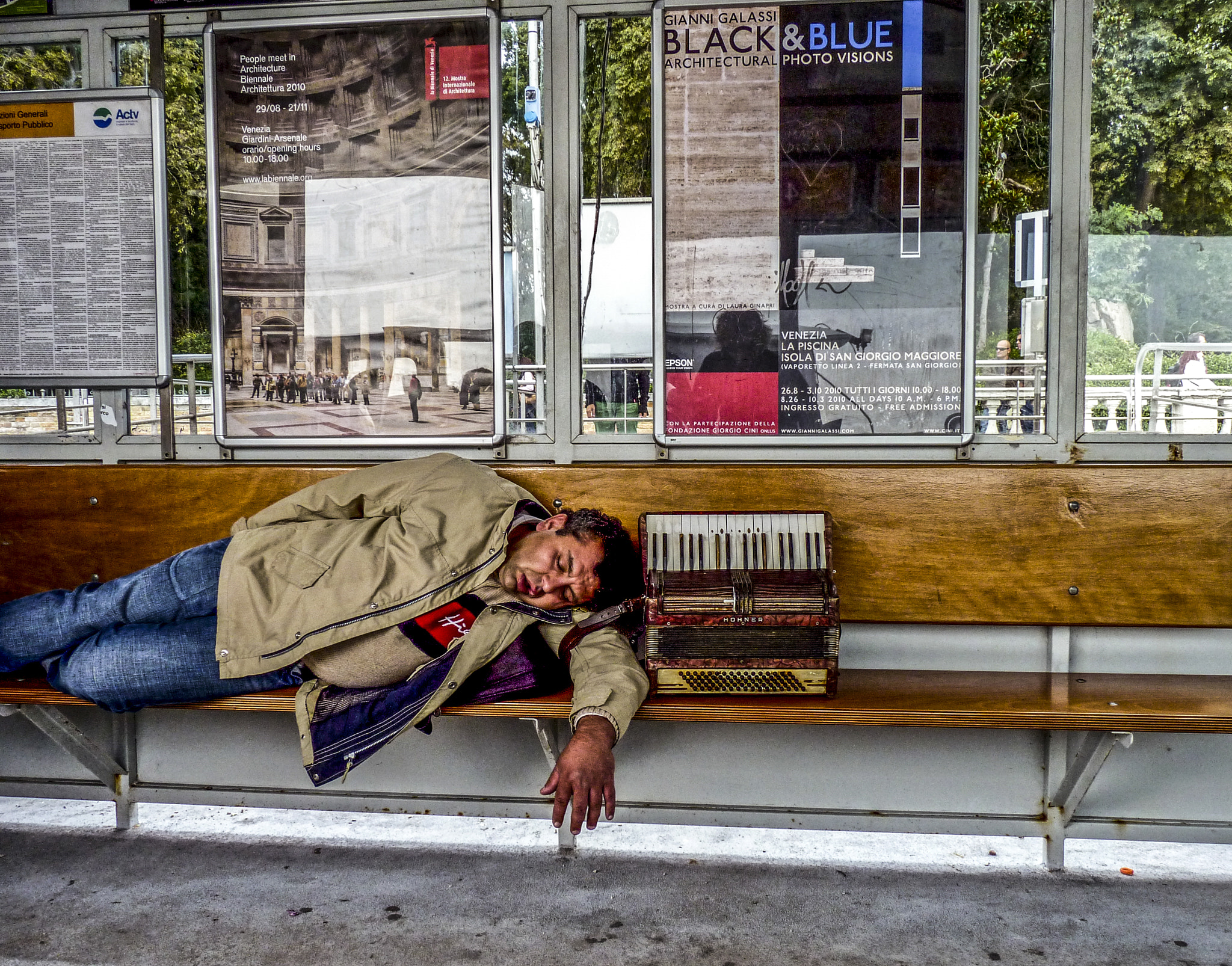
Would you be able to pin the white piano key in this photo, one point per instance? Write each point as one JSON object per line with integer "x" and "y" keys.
{"x": 796, "y": 530}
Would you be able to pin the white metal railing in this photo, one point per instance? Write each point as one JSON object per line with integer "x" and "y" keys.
{"x": 524, "y": 389}
{"x": 605, "y": 417}
{"x": 1009, "y": 399}
{"x": 192, "y": 402}
{"x": 1011, "y": 396}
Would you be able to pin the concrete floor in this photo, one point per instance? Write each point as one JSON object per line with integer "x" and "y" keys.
{"x": 194, "y": 885}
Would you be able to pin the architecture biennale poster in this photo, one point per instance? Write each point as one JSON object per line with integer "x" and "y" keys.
{"x": 813, "y": 214}
{"x": 354, "y": 231}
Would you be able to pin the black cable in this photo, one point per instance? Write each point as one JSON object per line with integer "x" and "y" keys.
{"x": 599, "y": 173}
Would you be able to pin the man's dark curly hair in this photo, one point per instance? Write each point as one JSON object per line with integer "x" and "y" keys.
{"x": 620, "y": 571}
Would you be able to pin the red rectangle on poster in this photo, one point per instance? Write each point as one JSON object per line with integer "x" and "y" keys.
{"x": 430, "y": 85}
{"x": 464, "y": 74}
{"x": 722, "y": 403}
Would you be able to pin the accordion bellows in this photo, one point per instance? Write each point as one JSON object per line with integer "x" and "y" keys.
{"x": 741, "y": 604}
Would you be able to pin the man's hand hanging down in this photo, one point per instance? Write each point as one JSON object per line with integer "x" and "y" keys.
{"x": 585, "y": 774}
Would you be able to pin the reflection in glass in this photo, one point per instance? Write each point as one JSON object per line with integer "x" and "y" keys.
{"x": 355, "y": 226}
{"x": 1014, "y": 99}
{"x": 523, "y": 222}
{"x": 617, "y": 245}
{"x": 46, "y": 412}
{"x": 41, "y": 67}
{"x": 184, "y": 67}
{"x": 1160, "y": 250}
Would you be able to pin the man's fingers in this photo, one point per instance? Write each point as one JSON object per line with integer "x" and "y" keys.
{"x": 577, "y": 811}
{"x": 596, "y": 807}
{"x": 563, "y": 794}
{"x": 552, "y": 781}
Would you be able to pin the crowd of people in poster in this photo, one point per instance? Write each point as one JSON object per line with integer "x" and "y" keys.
{"x": 355, "y": 230}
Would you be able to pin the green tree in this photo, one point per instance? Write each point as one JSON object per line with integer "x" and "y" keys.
{"x": 1014, "y": 61}
{"x": 519, "y": 156}
{"x": 1116, "y": 254}
{"x": 185, "y": 91}
{"x": 1161, "y": 128}
{"x": 41, "y": 67}
{"x": 620, "y": 103}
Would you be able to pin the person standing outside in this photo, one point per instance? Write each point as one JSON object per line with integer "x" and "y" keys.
{"x": 414, "y": 393}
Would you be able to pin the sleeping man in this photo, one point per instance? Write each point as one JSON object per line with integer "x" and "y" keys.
{"x": 382, "y": 594}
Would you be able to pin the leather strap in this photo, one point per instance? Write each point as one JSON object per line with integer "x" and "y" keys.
{"x": 597, "y": 620}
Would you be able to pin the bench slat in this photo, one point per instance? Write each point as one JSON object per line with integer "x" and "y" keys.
{"x": 947, "y": 699}
{"x": 912, "y": 544}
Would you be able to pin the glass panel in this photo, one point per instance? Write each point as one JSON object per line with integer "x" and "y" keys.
{"x": 184, "y": 64}
{"x": 46, "y": 412}
{"x": 523, "y": 223}
{"x": 1160, "y": 251}
{"x": 617, "y": 245}
{"x": 1015, "y": 56}
{"x": 41, "y": 67}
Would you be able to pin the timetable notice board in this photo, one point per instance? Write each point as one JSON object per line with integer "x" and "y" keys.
{"x": 82, "y": 247}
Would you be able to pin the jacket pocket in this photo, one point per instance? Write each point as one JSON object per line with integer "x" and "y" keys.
{"x": 298, "y": 568}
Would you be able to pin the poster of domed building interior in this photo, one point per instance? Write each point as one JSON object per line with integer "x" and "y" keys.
{"x": 354, "y": 231}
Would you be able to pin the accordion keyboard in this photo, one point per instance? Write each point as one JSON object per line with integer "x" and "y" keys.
{"x": 779, "y": 541}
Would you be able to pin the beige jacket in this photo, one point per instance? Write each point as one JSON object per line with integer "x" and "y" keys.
{"x": 375, "y": 547}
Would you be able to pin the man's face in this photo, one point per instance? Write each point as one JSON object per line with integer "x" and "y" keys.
{"x": 551, "y": 571}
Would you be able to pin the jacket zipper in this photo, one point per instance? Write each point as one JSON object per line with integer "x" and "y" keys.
{"x": 378, "y": 613}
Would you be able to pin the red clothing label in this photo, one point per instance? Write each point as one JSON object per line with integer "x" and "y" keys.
{"x": 438, "y": 630}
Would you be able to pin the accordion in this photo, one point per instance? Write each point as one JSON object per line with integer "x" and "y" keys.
{"x": 739, "y": 604}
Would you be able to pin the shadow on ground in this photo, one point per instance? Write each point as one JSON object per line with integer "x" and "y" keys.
{"x": 104, "y": 897}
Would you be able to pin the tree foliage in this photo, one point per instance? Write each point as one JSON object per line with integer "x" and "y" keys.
{"x": 1014, "y": 63}
{"x": 41, "y": 67}
{"x": 185, "y": 91}
{"x": 621, "y": 99}
{"x": 1161, "y": 126}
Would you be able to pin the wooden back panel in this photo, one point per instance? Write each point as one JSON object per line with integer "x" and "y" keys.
{"x": 1147, "y": 546}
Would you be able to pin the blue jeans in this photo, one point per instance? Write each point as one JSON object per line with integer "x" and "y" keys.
{"x": 147, "y": 639}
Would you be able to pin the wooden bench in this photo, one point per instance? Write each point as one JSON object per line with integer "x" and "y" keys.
{"x": 1039, "y": 546}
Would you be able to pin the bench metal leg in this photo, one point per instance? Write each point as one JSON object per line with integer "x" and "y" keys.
{"x": 1097, "y": 746}
{"x": 546, "y": 731}
{"x": 96, "y": 760}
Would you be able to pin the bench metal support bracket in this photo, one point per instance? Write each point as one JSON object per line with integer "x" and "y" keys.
{"x": 546, "y": 731}
{"x": 1095, "y": 747}
{"x": 88, "y": 753}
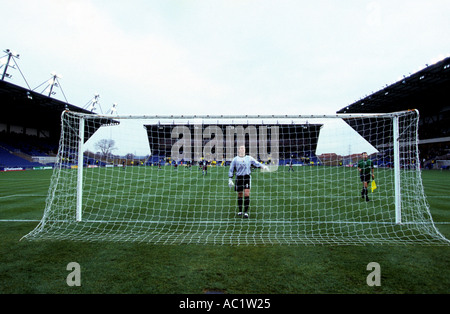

### WORK INSTRUCTIONS:
Reproduce the span beginning at the line with "Would you be able to pin the wooden bench" and ending at the last line of the entries above, inclusive, exactly as it stands. Exclude the pictures.

### RESULT:
Would you be able to pin the wooden bench in this photo, one point per instance? Write each point as one JSON object per line with integer "x" and "y" keys.
{"x": 1039, "y": 546}
Would you be able to pin the bench metal leg in this photo, one point per instance? Write each point as one JSON object per line with integer "x" and "y" keys.
{"x": 1097, "y": 746}
{"x": 546, "y": 731}
{"x": 96, "y": 760}
Would you be able to pin the bench metal support bracket in this photo, one point per instance? Write each point as one JSON object per line with integer "x" and "y" keys.
{"x": 546, "y": 731}
{"x": 1095, "y": 747}
{"x": 88, "y": 753}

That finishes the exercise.